_WHAT THE TASK ASKS:_ Can you locate every line in the records below that contains the word "distant" and copy each of those lines? Case counts.

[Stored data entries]
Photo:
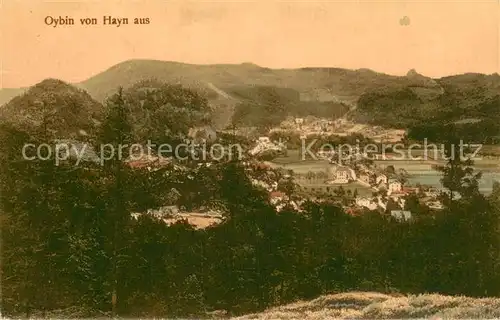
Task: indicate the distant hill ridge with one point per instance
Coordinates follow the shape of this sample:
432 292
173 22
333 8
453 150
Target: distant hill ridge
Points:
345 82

==

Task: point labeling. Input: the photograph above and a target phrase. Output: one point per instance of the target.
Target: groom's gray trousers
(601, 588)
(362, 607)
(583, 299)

_EXPECTED OUTPUT:_
Task: indicate the distant hill ridge with one point per instance
Target: distant hill ridge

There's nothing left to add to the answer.